What the exercise asks> Where a line in the entries below contains the word "light", count it. Return the total alone.

Records supplied>

* * *

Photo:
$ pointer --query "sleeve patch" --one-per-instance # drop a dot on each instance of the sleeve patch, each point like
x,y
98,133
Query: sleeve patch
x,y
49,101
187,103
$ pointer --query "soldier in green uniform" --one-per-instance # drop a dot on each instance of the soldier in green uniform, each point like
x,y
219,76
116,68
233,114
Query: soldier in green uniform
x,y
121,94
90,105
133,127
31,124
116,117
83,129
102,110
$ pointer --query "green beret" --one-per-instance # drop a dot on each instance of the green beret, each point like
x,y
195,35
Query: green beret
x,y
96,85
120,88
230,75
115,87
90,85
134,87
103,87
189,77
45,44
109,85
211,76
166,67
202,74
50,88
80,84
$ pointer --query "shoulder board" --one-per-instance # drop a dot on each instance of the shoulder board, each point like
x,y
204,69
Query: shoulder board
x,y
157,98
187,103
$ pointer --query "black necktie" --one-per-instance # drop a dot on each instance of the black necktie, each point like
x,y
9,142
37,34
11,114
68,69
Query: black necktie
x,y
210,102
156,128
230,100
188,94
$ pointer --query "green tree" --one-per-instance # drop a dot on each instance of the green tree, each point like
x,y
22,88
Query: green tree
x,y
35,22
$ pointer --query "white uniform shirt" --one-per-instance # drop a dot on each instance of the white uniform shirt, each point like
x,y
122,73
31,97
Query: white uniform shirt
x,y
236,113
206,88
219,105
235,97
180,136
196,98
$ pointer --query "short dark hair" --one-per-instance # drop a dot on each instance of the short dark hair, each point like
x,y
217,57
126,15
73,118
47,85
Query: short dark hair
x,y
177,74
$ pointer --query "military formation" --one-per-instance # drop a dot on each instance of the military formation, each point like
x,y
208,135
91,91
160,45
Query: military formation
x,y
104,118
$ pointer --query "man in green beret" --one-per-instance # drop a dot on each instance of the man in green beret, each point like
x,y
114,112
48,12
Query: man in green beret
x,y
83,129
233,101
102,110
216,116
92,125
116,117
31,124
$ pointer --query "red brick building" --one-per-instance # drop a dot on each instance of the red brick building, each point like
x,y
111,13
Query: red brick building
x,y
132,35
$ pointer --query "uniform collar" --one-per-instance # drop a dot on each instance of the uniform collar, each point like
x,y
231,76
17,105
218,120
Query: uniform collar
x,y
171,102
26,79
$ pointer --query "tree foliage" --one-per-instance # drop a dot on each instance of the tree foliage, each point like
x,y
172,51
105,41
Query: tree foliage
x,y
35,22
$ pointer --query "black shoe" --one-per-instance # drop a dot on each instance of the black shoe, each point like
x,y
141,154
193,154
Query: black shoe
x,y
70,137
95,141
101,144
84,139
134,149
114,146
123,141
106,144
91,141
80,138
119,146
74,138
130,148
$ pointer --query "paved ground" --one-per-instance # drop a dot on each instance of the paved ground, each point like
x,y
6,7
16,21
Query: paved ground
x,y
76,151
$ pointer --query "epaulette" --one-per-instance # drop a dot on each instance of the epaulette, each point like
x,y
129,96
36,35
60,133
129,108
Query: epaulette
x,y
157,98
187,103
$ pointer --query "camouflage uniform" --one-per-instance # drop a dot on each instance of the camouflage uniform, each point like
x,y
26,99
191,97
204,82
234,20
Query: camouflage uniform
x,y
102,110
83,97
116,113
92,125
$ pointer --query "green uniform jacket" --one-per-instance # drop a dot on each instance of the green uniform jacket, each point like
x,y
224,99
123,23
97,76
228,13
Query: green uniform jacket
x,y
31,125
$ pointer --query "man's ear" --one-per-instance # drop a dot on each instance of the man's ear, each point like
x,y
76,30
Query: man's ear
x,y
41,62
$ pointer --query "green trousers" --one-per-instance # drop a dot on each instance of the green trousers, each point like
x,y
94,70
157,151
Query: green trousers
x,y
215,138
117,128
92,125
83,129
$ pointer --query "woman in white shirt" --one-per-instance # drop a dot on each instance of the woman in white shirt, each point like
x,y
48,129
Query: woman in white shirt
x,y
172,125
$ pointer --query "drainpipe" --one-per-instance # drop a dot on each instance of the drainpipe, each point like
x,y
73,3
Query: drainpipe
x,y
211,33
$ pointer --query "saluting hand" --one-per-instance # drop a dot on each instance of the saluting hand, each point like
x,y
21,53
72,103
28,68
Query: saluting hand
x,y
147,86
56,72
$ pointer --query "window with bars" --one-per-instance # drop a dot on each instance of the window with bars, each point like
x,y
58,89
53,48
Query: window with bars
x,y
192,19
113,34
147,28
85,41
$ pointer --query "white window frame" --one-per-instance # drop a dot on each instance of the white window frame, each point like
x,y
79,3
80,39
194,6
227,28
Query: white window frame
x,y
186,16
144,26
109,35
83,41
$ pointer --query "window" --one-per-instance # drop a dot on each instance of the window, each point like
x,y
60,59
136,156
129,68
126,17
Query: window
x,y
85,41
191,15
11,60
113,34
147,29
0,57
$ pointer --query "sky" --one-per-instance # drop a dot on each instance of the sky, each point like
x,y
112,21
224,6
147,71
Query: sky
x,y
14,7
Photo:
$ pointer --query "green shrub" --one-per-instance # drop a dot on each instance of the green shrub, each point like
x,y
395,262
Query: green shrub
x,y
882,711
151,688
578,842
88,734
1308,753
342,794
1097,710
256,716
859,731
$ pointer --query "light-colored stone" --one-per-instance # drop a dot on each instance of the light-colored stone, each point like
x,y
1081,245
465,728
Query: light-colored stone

* * *

Solution to the problem> 2